(Stored dataset items)
....................

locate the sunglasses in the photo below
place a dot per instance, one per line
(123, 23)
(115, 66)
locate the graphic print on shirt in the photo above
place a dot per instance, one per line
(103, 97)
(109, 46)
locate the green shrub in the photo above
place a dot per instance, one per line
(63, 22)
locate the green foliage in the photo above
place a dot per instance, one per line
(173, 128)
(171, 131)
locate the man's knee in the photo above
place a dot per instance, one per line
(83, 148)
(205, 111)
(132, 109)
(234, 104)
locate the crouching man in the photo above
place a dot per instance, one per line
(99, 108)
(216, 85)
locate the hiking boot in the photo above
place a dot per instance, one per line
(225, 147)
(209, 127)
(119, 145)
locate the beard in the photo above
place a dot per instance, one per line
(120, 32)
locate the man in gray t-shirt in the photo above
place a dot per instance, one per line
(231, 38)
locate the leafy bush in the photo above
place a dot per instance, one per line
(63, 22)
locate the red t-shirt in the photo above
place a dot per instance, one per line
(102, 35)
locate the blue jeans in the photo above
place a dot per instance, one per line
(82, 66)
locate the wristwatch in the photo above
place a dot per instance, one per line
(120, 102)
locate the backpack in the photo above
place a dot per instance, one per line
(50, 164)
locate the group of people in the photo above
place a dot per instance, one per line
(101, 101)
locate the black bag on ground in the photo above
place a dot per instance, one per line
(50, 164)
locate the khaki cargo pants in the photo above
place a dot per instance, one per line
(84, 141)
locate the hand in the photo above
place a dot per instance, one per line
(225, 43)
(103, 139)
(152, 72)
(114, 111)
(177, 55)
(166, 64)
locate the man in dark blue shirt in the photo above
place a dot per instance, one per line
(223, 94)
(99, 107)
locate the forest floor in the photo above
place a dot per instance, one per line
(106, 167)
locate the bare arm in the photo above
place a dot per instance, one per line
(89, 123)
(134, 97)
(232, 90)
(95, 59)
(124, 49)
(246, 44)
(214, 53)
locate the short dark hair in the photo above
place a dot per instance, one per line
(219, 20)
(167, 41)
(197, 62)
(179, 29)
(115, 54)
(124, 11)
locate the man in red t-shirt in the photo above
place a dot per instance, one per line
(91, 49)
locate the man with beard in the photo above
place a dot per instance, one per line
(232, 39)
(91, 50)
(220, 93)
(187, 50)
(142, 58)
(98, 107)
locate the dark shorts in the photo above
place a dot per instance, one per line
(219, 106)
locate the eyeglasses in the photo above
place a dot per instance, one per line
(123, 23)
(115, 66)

....................

| TASK PROMPT |
Give the lines starting at the one containing "locate the short dark hair in the photo above" and ending at the last line of the entries as a Markdown table with the columns "Row" and "Line", numbering each row and skipping blank lines.

| SOLUTION BELOW |
| Row | Line |
|---|---|
| 1 | locate the short dark hair in the photo above |
| 2 | place a dot per instance, one per line |
| 3 | (219, 20) |
| 4 | (167, 41) |
| 5 | (197, 62) |
| 6 | (179, 29) |
| 7 | (115, 54) |
| 8 | (124, 11) |
| 9 | locate the man in red t-shirt in the photo above |
| 10 | place a dot per instance, one per line |
| 11 | (91, 49) |
| 12 | locate the man with beard in the photo above |
| 13 | place a dot per instance, one per line |
| 14 | (232, 39) |
| 15 | (91, 50) |
| 16 | (220, 93) |
| 17 | (187, 50) |
| 18 | (142, 58) |
| 19 | (98, 107) |
| 20 | locate the dark shorts in the photo above |
| 21 | place a dot per instance, one per line |
| 22 | (219, 106) |
| 23 | locate the eyeglasses in the photo above |
| 24 | place a dot per instance, one per line |
| 25 | (123, 23) |
| 26 | (115, 66) |